(About this task):
The answer must consist only of the lines from the line with "Task: put a pin on every instance of the english" to the line with "Task: put a pin on every instance of the dog's muzzle", both included, exactly as they stand below.

══════════════════════════════

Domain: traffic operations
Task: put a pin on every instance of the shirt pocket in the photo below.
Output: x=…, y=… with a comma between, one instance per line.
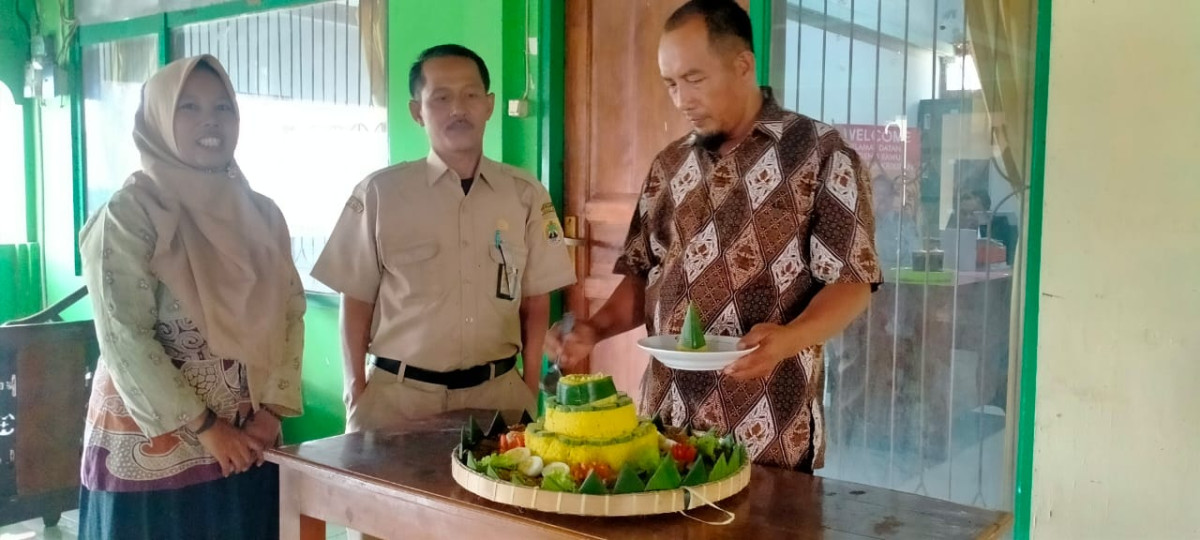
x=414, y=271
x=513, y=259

══════════════════════════════

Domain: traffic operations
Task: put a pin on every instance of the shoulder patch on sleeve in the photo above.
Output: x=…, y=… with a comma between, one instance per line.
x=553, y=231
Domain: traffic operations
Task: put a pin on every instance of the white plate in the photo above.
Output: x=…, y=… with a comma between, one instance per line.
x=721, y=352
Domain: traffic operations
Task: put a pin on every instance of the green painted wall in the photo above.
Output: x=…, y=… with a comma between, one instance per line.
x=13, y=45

══════════════════════════════

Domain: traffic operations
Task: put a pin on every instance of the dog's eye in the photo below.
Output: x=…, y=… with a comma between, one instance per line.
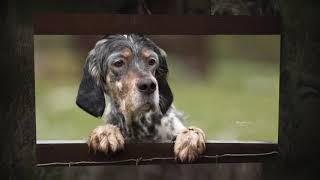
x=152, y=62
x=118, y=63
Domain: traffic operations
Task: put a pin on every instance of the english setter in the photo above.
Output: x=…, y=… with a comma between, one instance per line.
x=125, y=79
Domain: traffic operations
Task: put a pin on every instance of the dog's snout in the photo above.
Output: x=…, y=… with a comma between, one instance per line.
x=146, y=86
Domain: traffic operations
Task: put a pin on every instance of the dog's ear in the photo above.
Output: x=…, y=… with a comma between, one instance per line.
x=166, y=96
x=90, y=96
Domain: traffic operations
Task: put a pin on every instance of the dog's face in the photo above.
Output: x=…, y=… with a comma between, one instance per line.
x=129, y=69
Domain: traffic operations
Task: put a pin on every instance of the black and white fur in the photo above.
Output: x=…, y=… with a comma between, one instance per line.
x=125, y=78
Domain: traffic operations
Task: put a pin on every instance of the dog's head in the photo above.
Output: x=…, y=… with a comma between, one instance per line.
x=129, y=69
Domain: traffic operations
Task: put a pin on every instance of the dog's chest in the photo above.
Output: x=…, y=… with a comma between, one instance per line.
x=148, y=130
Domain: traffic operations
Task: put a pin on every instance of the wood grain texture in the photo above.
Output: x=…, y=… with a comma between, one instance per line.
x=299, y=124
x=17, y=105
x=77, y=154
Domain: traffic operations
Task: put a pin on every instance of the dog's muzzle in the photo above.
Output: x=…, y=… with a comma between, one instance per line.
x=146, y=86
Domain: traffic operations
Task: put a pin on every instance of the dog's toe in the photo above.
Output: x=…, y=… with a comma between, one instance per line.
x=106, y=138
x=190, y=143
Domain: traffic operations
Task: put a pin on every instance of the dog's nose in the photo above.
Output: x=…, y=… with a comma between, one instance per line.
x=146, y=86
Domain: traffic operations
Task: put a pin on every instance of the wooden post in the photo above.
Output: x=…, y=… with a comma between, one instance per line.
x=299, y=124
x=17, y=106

══════════════════════════════

(Result of this exercise):
Task: put a pin on every instance of the english setter in the photo above.
Output: x=…, y=… with a comma between, one instance per line.
x=125, y=79
Domain: traffic operations
Task: put a pin on every instance of the dog's snout in the photo above.
Output: x=…, y=… with a comma between, one instance per line.
x=146, y=86
Domain: traffic operations
Task: put a pin on every instance of the dog's ear in the photo above.
Output: x=…, y=… with a comma between, one instance per line.
x=166, y=96
x=90, y=96
Domain: traffic operations
Task: put a pin on every instance of the dog's face in the photo above.
Output: x=…, y=… with a comma between, one instance per line.
x=129, y=69
Domain: traffic operations
Task: put a pin on every instance of the black and white fur in the photo above.
Output: x=…, y=… with a comma between, one instance per line.
x=125, y=78
Domain: traffic operations
Task: put a pin on every instance of the dog's head in the photo above.
Output: x=…, y=… with a comma between, one instance per line.
x=129, y=69
Domain: traffic operations
Task: put a pin on every instance of the dog's chest in the photo above.
Output: x=…, y=… with a comma between, one instance per line.
x=148, y=130
Domain: traffic operations
Task: put a pin on every instance of the wood grain texture in the photo above.
Output: x=…, y=… with a comma between, one instance per line.
x=299, y=124
x=17, y=105
x=77, y=154
Domain: traffic operations
Task: put a pin on every instance of the dog's muzzle in the photo above.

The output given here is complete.